-- Excerpted passage --
☆ ☆ ☆ ☆ ☆ ☆ ☆

Hit 50mph on the road bike before but to be honest I was making chocolate buttons !! I've also hit 42mph on my deceased fixed gear and that was a very scary time indeed and never has been repeated !! not a good idea with only a front brake and leg breaking on the rear !!


----------



## ColinJ (27 Jul 2019)

Super fast downhill on fixed - no thanks! I have cycled down local descents with riders who were on ~72 inch fixed and was scared (and impressed!) by their cadence. I reckon they were doing close to *200* rpm!


----------



## Dogtrousers (27 Jul 2019)

ColinJ said:


> Well, yes - I should have been clearer... There are certainly descents round here that I wouldn't want to do even 30 km/hr on!
> 
> I was talking about long, straight descents of moderate gradient on quiet roads with clear line of sight, a good surface, no junctions for other traffic to emerge from, walls to stop livestock/rabbits etc. suddenly appearing in the road; basically, no reason to worry.


Do they exist?


----------



## Sharky (27 Jul 2019)

ColinJ said:


> Super fast downhill on fixed - no thanks! I have cycled down local descents with riders who were on ~72 inch fixed and was scared (and impressed!) by their cadence. I reckon they were doing close to *200* rpm!


Did clock 44mph on fixed once. It was at the "ski-slope" start on the Q10/19 (Tonbridge) 10 course. Very scary and I was bouncing al over the place. But I was on a 95" gear and "bikecalc" tells me it was 159 rpm. In spite of the fast start, I only did a very modest time at the finish.

☆ ☆ ☆ ☆ ☆ ☆ ☆

-- Recorded information --
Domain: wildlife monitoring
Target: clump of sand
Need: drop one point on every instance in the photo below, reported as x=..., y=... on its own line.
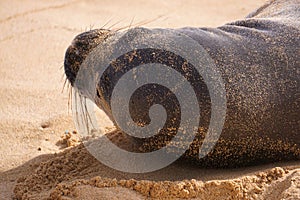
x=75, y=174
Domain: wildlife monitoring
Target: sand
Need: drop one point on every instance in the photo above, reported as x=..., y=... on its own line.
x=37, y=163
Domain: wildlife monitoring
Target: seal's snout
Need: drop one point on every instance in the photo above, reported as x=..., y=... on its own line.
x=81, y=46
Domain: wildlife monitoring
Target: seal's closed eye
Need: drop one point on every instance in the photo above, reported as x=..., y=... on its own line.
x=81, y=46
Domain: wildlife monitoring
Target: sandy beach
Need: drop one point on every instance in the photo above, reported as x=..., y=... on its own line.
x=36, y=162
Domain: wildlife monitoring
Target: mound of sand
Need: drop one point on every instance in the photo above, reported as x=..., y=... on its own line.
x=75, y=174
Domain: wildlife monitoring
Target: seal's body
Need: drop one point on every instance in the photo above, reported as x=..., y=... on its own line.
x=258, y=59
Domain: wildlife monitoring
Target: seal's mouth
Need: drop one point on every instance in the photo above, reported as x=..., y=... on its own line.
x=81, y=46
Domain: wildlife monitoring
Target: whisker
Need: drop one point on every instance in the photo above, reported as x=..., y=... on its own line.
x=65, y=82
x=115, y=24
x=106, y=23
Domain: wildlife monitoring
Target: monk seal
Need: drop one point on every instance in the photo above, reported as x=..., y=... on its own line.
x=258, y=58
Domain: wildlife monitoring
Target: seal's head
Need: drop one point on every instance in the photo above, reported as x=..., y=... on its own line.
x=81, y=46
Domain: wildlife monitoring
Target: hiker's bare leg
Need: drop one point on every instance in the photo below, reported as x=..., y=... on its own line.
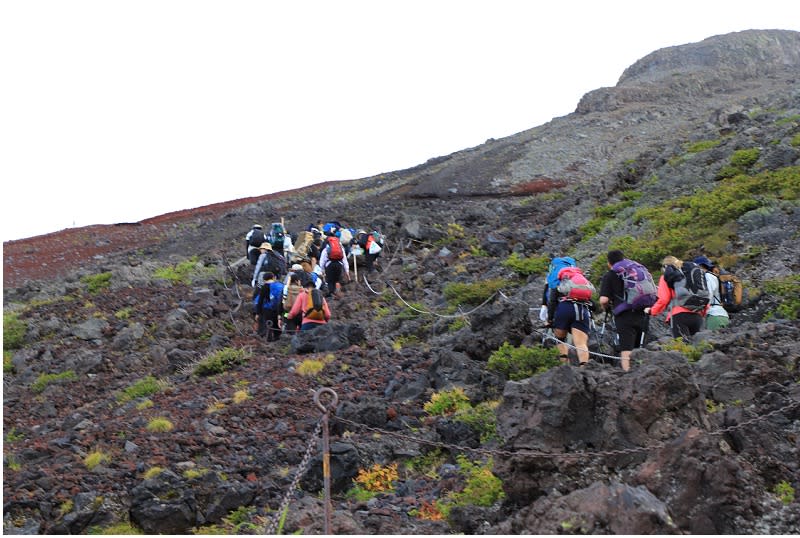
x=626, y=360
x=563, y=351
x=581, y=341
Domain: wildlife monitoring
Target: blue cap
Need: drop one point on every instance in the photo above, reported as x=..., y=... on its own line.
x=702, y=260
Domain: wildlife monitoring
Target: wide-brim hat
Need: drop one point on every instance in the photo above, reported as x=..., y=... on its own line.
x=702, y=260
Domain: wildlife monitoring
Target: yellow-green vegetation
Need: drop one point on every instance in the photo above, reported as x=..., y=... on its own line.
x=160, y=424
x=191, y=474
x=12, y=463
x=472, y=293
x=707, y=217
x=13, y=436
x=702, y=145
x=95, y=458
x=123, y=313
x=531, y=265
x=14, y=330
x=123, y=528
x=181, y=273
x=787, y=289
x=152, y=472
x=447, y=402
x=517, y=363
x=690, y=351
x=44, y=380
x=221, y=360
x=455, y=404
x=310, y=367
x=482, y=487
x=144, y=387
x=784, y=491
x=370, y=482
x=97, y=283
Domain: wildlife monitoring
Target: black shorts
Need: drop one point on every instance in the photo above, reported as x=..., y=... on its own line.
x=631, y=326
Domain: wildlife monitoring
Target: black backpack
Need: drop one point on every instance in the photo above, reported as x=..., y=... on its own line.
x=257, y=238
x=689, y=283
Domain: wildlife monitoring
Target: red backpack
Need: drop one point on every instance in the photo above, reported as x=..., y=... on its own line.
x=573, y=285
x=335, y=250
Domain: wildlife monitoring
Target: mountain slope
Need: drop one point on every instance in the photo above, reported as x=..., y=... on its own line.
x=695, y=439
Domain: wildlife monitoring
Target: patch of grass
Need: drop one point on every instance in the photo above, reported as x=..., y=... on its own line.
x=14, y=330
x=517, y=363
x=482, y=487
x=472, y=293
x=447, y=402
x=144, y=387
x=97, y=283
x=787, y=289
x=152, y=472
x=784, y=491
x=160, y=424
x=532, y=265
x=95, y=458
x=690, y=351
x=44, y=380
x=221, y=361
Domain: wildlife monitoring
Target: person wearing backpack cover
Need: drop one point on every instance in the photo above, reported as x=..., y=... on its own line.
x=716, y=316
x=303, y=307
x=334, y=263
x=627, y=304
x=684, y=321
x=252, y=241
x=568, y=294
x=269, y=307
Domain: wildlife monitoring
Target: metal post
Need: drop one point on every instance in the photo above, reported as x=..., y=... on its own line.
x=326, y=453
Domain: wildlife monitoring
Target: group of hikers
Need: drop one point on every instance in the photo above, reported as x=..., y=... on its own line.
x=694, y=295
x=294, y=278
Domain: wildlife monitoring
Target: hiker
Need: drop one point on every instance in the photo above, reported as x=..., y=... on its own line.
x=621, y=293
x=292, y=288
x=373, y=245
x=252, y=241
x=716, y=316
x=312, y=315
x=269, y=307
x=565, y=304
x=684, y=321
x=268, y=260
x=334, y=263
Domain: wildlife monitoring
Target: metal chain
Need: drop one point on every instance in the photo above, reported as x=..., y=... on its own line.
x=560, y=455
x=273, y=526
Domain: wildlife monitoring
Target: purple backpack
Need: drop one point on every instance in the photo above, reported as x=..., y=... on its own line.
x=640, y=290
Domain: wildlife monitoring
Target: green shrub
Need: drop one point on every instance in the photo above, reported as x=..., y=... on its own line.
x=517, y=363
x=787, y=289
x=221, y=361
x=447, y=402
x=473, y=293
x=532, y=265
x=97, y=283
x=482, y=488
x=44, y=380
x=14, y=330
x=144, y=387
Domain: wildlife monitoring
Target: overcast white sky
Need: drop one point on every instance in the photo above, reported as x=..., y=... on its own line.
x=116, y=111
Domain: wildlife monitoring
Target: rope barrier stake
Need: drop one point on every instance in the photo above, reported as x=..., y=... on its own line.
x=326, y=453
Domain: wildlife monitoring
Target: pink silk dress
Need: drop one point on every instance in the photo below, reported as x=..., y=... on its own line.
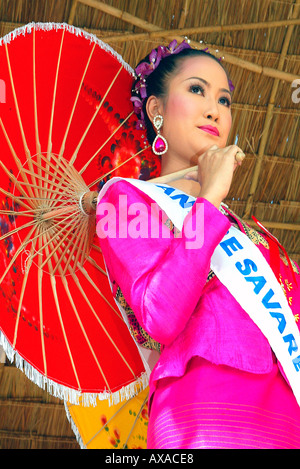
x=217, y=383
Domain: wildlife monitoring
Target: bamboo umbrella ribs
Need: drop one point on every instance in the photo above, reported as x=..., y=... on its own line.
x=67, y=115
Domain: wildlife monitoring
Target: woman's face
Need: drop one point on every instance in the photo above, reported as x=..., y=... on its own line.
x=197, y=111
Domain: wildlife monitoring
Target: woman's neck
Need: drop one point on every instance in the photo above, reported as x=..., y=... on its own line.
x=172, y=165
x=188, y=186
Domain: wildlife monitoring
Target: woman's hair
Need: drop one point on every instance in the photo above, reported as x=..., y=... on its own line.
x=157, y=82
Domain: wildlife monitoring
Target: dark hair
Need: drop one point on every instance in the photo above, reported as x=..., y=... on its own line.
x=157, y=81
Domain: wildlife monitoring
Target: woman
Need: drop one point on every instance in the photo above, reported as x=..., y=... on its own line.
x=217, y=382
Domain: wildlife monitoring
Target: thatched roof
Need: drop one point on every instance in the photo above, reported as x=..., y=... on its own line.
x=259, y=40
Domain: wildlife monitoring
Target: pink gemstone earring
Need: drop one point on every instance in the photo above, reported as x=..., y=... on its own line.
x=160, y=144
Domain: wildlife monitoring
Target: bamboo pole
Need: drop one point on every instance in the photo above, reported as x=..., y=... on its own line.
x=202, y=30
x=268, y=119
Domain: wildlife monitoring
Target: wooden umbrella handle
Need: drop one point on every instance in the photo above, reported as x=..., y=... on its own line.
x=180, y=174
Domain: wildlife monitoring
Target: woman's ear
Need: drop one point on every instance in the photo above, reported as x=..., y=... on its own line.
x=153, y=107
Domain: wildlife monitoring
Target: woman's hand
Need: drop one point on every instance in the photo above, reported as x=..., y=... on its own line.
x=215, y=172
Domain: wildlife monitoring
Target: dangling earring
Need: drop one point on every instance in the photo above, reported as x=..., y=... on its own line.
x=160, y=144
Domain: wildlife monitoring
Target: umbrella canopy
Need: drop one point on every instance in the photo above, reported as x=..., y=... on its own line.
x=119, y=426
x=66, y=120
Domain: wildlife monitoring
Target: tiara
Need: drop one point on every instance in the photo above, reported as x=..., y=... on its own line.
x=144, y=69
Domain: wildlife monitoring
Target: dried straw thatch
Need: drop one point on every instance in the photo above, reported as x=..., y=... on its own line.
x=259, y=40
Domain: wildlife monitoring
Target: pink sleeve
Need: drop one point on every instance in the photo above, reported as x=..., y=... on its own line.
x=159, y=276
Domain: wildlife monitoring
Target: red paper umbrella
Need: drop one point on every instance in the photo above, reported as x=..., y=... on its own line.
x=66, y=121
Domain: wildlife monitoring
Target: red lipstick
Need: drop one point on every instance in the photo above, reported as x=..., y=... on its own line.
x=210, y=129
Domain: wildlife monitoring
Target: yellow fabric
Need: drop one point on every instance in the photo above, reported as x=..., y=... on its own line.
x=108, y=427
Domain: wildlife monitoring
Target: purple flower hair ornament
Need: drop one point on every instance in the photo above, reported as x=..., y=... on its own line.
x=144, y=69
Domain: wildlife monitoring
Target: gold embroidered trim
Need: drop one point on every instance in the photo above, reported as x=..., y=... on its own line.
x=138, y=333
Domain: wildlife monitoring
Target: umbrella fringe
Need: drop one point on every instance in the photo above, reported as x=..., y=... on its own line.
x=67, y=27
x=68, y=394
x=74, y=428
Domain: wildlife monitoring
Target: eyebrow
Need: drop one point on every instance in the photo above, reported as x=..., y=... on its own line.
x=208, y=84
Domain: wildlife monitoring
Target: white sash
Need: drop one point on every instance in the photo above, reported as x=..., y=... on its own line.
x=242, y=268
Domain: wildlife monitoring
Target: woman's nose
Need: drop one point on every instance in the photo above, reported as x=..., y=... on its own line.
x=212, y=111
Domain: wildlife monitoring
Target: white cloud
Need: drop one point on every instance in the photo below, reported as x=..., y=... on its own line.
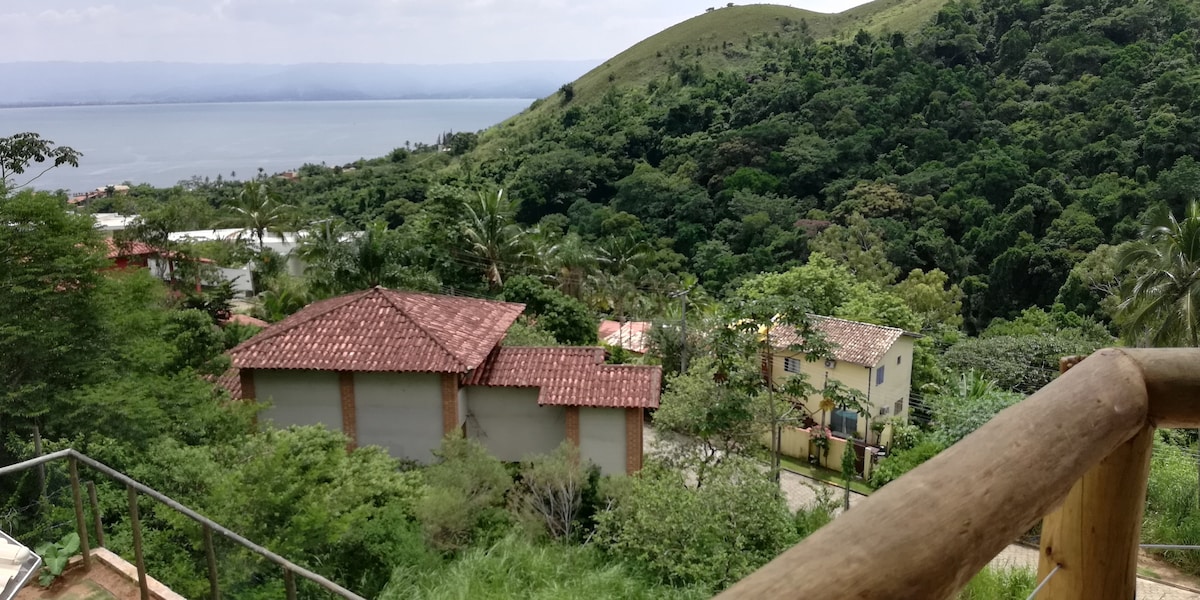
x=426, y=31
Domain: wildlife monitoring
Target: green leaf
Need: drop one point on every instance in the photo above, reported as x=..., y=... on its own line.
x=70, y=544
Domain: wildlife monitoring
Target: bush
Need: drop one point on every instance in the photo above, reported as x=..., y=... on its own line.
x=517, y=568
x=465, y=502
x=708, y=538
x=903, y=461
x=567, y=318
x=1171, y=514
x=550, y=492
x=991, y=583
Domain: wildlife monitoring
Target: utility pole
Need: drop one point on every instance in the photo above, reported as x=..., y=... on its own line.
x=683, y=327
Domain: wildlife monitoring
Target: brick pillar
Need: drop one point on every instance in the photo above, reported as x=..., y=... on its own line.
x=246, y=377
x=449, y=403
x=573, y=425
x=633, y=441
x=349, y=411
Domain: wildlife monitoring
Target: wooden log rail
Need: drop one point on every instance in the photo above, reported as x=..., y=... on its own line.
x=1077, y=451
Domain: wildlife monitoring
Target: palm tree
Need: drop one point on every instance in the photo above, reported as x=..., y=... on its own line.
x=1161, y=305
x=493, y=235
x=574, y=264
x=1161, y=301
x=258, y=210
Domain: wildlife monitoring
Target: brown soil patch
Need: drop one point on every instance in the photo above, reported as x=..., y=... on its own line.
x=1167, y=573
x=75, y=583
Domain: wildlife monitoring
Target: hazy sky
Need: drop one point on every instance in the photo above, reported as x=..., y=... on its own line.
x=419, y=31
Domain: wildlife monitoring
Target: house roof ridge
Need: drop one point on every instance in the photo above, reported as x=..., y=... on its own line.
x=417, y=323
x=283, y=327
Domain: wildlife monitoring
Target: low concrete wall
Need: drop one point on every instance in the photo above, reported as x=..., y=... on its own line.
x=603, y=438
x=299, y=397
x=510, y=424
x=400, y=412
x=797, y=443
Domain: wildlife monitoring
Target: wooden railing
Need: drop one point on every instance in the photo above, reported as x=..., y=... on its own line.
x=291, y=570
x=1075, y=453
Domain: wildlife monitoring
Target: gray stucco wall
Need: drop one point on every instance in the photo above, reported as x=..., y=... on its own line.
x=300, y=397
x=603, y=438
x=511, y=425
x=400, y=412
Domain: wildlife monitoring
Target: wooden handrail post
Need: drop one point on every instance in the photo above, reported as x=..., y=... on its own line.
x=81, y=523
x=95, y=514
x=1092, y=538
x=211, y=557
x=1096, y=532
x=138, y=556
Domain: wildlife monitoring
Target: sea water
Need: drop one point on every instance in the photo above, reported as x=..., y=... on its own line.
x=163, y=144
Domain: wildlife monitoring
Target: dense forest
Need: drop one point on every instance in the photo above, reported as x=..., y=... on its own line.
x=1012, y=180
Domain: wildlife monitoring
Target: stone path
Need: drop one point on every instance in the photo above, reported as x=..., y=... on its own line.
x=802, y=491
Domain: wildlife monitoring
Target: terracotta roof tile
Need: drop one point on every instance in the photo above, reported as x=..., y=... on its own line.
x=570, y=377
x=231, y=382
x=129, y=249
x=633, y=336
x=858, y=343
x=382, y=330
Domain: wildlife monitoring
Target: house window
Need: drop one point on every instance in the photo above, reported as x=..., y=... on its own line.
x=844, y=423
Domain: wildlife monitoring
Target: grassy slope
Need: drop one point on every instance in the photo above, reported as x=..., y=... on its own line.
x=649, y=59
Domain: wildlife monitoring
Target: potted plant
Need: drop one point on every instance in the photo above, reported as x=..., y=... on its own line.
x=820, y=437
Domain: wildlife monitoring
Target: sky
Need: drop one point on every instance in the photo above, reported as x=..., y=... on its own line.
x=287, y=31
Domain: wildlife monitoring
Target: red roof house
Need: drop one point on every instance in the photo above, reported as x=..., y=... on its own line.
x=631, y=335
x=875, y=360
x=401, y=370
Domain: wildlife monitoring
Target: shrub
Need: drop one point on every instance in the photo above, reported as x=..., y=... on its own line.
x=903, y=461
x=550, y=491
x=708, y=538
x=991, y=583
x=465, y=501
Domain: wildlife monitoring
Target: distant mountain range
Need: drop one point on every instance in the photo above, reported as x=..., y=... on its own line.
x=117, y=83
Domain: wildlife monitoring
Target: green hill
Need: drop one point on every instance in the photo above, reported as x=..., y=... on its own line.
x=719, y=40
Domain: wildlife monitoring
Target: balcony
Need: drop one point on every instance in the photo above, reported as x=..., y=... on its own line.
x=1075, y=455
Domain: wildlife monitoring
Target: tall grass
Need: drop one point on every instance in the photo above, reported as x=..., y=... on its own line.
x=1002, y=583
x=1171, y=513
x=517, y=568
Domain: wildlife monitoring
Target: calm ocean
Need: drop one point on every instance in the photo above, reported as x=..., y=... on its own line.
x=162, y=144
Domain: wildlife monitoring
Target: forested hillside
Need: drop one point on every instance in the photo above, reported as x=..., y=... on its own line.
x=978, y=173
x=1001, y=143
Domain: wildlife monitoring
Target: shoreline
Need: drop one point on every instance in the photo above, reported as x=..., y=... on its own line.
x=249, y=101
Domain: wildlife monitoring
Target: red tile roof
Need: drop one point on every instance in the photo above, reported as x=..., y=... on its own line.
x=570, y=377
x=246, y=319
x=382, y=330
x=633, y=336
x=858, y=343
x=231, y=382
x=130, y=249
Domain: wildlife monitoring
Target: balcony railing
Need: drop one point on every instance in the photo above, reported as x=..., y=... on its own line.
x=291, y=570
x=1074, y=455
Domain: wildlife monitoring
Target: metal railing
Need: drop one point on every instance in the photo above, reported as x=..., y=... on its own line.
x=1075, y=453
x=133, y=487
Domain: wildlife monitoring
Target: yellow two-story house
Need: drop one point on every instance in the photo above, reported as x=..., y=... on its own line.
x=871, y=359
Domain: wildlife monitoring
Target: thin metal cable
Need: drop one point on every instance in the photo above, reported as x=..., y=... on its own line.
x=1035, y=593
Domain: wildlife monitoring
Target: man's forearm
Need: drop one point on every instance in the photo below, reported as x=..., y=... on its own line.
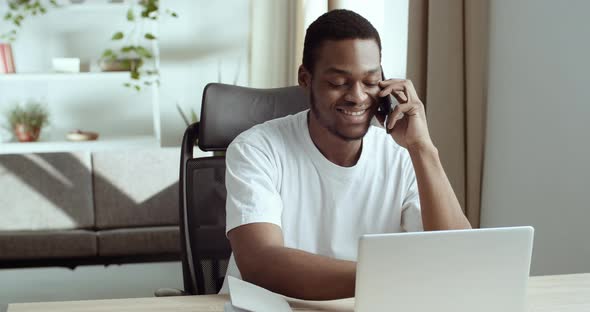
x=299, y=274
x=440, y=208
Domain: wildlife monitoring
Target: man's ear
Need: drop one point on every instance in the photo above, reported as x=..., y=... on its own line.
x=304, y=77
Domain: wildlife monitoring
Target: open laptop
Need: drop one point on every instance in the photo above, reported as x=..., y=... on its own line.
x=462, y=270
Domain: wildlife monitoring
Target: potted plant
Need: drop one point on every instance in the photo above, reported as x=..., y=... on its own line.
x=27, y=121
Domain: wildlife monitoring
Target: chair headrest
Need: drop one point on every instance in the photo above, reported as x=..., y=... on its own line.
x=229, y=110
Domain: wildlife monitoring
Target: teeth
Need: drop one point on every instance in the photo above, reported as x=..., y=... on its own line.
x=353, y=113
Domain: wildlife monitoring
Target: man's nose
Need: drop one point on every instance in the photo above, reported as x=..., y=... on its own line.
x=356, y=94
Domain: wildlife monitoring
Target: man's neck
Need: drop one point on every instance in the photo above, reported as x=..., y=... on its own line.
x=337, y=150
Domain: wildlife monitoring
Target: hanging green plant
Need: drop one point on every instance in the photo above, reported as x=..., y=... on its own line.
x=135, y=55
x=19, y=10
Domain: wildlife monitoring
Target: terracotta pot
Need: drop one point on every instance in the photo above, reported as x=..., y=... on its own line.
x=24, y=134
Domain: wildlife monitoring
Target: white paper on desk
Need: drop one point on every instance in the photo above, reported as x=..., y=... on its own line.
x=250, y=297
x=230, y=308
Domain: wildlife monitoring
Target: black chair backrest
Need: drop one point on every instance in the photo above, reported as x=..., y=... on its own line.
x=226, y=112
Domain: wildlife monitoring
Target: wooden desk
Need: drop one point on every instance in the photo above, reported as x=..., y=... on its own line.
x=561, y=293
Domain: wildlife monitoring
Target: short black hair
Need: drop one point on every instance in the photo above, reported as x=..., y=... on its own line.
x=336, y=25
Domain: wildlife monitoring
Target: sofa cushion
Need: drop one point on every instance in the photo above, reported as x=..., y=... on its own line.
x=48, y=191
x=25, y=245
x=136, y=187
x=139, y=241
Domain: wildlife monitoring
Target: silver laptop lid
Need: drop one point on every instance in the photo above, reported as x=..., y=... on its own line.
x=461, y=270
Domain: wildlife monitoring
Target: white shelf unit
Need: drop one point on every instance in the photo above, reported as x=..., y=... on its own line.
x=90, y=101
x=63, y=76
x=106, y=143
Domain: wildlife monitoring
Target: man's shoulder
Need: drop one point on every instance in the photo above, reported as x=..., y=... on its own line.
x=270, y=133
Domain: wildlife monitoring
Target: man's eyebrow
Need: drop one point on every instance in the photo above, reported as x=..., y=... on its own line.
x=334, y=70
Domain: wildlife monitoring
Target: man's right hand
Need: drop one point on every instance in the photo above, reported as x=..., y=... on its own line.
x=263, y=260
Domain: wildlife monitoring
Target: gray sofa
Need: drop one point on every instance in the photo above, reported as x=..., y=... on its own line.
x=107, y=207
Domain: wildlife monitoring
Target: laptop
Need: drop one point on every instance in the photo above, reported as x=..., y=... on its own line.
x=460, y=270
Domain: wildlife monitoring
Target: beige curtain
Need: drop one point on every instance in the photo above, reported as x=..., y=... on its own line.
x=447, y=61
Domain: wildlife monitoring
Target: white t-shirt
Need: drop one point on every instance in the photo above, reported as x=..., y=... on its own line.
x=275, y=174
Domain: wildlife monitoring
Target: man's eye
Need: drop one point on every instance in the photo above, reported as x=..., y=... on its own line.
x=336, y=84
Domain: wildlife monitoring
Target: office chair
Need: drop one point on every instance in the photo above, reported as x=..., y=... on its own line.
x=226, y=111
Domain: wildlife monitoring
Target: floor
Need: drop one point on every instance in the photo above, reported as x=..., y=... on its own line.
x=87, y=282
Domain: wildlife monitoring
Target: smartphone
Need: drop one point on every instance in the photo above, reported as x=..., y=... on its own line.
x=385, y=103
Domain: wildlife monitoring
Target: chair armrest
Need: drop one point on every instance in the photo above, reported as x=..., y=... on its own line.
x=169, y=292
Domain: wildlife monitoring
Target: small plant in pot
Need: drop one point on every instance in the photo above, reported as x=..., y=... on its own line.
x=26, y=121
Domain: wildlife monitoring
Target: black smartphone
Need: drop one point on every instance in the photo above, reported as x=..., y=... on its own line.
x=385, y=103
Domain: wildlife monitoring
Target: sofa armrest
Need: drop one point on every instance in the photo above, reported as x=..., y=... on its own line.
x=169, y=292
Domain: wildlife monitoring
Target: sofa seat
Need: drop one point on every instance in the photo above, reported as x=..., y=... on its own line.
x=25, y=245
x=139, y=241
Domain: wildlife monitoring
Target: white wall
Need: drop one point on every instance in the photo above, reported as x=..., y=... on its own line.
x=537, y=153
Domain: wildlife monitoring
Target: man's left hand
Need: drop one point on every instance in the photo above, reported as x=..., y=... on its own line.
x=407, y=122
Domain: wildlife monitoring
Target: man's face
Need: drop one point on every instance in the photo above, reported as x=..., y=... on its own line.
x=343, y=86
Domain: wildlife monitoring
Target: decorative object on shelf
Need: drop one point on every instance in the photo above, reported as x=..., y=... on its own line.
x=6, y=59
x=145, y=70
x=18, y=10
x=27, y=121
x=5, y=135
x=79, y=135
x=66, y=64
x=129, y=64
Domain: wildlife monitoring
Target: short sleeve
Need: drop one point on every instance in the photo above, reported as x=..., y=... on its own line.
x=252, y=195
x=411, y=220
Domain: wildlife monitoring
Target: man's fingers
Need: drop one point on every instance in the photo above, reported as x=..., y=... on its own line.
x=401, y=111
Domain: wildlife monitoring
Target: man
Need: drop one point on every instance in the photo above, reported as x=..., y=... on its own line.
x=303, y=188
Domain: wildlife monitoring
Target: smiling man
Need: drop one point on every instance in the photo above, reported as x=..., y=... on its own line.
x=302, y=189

☆ ☆ ☆ ☆ ☆ ☆ ☆

-- Required task A --
Write out the forum thread on fast descents in full, word for word.
-- Required task B --
Find every line in the rows that contains the string "purple", with case counting, and copy each of those lines.
The forum thread on fast descents and the rows are unrelated material.

-- Problem solution A --
Hit 50mph on the road bike before but to be honest I was making chocolate buttons !! I've also hit 42mph on my deceased fixed gear and that was a very scary time indeed and never has been repeated !! not a good idea with only a front brake and leg breaking on the rear !!


----------



## ColinJ (27 Jul 2019)

Super fast downhill on fixed - no thanks! I have cycled down local descents with riders who were on ~72 inch fixed and was scared (and impressed!) by their cadence. I reckon they were doing close to *200* rpm!


----------



## Dogtrousers (27 Jul 2019)

ColinJ said:


> Well, yes - I should have been clearer... There are certainly descents round here that I wouldn't want to do even 30 km/hr on!
> 
> I was talking about long, straight descents of moderate gradient on quiet roads with clear line of sight, a good surface, no junctions for other traffic to emerge from, walls to stop livestock/rabbits etc. suddenly appearing in the road; basically, no reason to worry.


Do they exist?


----------



## Sharky (27 Jul 2019)

ColinJ said:


> Super fast downhill on fixed - no thanks! I have cycled down local descents with riders who were on ~72 inch fixed and was scared (and impressed!) by their cadence. I reckon they were doing close to *200* rpm!


Did clock 44mph on fixed once. It was at the "ski-slope" start on the Q10/19 (Tonbridge) 10 course. Very scary and I was bouncing al over the place. But I was on a 95" gear and "bikecalc" tells me it was 159 rpm. In spite of the fast start, I only did a very modest time at the finish.

-- Problem solution B --
Target: purple backpack
Target: purple flower hair ornament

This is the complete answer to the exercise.